* _EXTRACT TO READ_:
□ □ □ □ □

Mentally Ill African Granted U.S. Asylum
Courthouse News Service | 2014-01-22 11:52

(CN) - A bipolar man who says he was repeatedly tortured in Tanzania where mental illness is regarded as demon possession may qualify for U.S. asylum, the 4th Circuit ruled.

Homeland Security had tried to deport Tumaini Temu back to Tanzania in 2010, four years after his temporary visa expired. In his application for asylum, withholding of removal and relief under the Convention Against Torture, Temu claimed that his mental illness put him in a persecuted social group in his home country.

Though an immigration judge and the Board of Immigration Appeals denied Temu's application, a divided three-judge panel of the Richmond, Va.-based federal appeals court reversed Thursday.

It is uncontested, according to the ruling, that the young man suffered a mental breakdown and was forced to withdraw during his final year at the University of Dar es Salaam after learning that his mother had been killed in an automobile accident.

"During his manic episodes, Mr. Temu believes he has superhuman powers," Judge Roger Gregory wrote for the majority. "He is visibly erratic and often walks into busy intersections to direct traffic because he thinks he has the ability to prevent car accidents."

Beginning in 2003, Temu bounced between "treatment" at Muhimbili Hospital and extended prison stays, both of which involved abuse, including beatings with clubs that grew so severe that he could not walk.

At his asylum hearing, two expert witnesses for Temu testified that Tanzanians consider mental illness shameful and a manifestation of demonic possession, which they fear is contagious.

Those who visibly suffer from severe mental illness there are referred to as "mwenda wazimu," a phrase that means demon-possessed.

Temu testified that Muhimbili Hospital nurses bound his hands and feet for five to seven hours a day, four days a week. When his condition worsened, they allegedly kept him tied while they beat him with leather straps for hours and days at a time.

"The record is unequivocal about what motivated the nurses' and guard's behavior," Gregory wrote. "Throughout all his hospitalizations, the nurses referred to Mr. Temu as 'mwenda wazimu.' The record also shows that while binding Mr. Temu and bearing him with leather straps, the nurses said on multiple occasions, 'this is how we treat people who are mentally ill like you.'"

Temu came to the United States after his family rejected him and he was hospitalized here after police found him standing in the middle of the street attempting to direct traffic during a manic episode.

Diagnosed with bipolar disorder, Temu learned that he could work and function independently so long as he took medication.

□ □ □ □ □

* _EXPLORE THE MATERIAL_:
1. Reproduce the asylum article starting with "Mentally Ill African" and going on through "court reversed Thursday.".
2. Answer these questions from the asylum article:
(a) In what year did Homeland Security try to deport Temu to Tanzania?
(b) What does the phrase "mwenda wazimu" mean?
(c) At which university was Temu in his final year when he had to withdraw?

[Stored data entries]
□ □ □ □ □

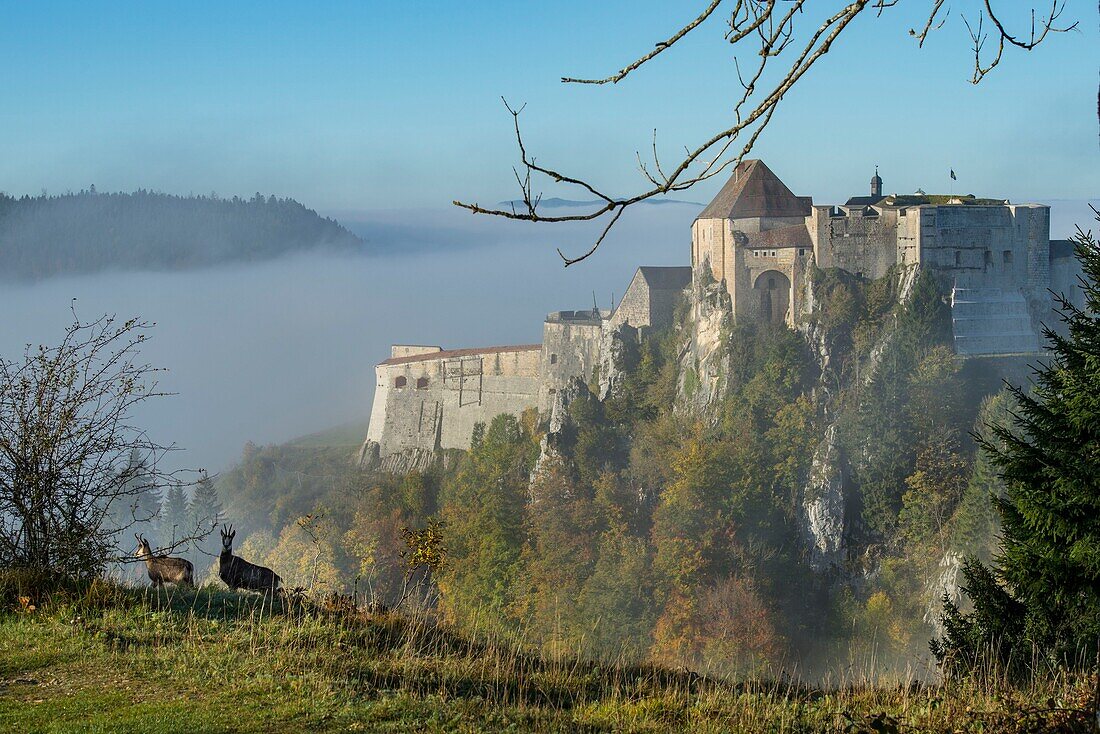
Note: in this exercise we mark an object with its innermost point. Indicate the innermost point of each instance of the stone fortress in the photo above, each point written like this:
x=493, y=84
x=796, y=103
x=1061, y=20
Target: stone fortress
x=994, y=260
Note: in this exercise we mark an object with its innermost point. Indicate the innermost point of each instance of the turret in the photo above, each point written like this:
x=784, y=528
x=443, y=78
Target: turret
x=876, y=184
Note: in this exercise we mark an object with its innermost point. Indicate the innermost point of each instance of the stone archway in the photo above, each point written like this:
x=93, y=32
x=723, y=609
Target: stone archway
x=772, y=292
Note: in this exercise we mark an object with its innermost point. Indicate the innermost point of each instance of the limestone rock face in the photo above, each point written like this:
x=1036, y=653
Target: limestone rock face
x=704, y=364
x=613, y=354
x=824, y=505
x=946, y=581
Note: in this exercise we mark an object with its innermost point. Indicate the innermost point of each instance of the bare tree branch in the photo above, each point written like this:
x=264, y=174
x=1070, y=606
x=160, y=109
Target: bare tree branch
x=661, y=45
x=769, y=29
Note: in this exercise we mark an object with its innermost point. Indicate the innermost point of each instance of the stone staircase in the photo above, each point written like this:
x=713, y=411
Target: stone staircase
x=991, y=321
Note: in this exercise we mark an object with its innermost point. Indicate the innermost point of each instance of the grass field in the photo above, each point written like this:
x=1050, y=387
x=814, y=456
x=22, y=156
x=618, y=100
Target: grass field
x=106, y=658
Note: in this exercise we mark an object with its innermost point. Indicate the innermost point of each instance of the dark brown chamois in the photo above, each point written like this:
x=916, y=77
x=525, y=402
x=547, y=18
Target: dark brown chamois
x=163, y=569
x=239, y=573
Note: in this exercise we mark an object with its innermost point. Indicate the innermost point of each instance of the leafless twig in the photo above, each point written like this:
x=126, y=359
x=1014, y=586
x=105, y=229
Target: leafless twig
x=769, y=29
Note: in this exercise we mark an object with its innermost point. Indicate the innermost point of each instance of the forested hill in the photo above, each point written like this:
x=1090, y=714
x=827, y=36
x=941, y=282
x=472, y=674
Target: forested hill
x=87, y=231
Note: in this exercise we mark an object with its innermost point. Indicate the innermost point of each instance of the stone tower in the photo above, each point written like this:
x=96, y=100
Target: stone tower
x=876, y=184
x=751, y=238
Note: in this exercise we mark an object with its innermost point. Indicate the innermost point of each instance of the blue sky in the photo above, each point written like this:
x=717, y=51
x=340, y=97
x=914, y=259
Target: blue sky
x=353, y=106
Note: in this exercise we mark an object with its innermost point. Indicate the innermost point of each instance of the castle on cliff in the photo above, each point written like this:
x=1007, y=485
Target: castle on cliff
x=994, y=261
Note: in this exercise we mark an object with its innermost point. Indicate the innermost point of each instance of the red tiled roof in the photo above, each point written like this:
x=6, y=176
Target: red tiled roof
x=447, y=353
x=754, y=190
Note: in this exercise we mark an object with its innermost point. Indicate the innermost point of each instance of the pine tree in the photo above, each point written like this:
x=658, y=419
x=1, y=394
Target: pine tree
x=174, y=515
x=205, y=508
x=1049, y=460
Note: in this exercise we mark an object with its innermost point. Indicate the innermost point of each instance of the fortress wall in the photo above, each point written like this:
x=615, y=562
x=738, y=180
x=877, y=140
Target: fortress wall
x=1065, y=272
x=569, y=350
x=662, y=308
x=752, y=269
x=854, y=242
x=988, y=247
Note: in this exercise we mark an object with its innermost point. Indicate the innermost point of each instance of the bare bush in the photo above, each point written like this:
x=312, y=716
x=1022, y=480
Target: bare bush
x=75, y=472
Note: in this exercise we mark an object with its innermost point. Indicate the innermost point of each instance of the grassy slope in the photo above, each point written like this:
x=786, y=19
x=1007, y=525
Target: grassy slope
x=119, y=660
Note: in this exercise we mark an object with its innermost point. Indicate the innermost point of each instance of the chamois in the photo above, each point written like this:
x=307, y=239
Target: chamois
x=239, y=573
x=163, y=569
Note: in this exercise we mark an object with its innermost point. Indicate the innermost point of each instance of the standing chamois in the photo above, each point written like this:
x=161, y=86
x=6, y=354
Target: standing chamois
x=239, y=573
x=163, y=569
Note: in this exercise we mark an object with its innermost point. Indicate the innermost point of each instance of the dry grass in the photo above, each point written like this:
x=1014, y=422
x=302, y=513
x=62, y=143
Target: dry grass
x=110, y=658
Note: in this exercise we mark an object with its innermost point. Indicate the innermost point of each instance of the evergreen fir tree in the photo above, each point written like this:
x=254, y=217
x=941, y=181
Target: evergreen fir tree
x=1049, y=460
x=205, y=508
x=174, y=515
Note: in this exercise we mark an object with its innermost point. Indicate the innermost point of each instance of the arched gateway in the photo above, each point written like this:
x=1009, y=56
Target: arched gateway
x=772, y=292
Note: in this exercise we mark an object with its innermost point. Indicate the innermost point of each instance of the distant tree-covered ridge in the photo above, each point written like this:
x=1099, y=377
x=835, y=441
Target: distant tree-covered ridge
x=87, y=231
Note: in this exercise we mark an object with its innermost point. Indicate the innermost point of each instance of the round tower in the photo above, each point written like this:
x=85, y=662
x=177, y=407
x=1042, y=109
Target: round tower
x=876, y=184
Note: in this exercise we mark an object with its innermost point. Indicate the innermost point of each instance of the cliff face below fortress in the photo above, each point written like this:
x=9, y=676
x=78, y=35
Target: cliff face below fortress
x=754, y=253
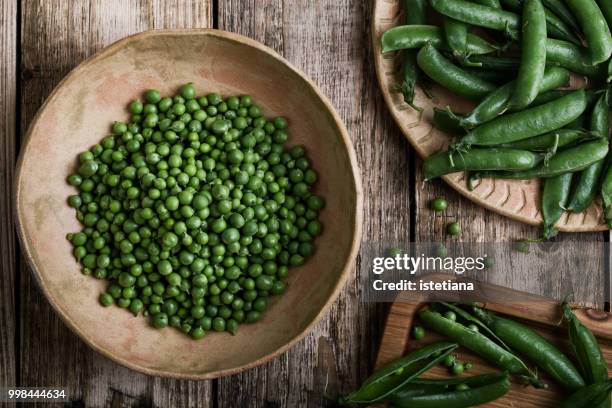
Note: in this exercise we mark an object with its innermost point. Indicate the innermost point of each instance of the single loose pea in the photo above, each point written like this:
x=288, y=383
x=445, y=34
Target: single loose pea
x=450, y=315
x=454, y=228
x=439, y=204
x=418, y=332
x=457, y=368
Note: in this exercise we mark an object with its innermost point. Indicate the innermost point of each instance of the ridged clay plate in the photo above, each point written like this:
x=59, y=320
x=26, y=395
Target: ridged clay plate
x=79, y=113
x=516, y=199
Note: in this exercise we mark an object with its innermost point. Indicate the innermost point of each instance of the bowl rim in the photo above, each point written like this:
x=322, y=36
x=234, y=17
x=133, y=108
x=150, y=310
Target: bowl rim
x=345, y=138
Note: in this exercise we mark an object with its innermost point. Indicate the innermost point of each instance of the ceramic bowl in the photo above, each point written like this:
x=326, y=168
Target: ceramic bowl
x=79, y=113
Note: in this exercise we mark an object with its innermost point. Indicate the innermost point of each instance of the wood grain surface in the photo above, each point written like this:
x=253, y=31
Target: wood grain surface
x=329, y=41
x=537, y=312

□ □ □ □ □

* _RESPONSES TO THE EXERCISE_:
1.
Mentally Ill African Granted U.S. Asylum
Courthouse News Service | 2014-01-22 11:52

(CN) - A bipolar man who says he was repeatedly tortured in Tanzania where mental illness is regarded as demon possession may qualify for U.S. asylum, the 4th Circuit ruled.

Homeland Security had tried to deport Tumaini Temu back to Tanzania in 2010, four years after his temporary visa expired. In his application for asylum, withholding of removal and relief under the Convention Against Torture, Temu claimed that his mental illness put him in a persecuted social group in his home country.

Though an immigration judge and the Board of Immigration Appeals denied Temu's application, a divided three-judge panel of the Richmond, Va.-based federal appeals court reversed Thursday.

2.
(a) 2010
(b) Demon-possessed
(c) The University of Dar es Salaam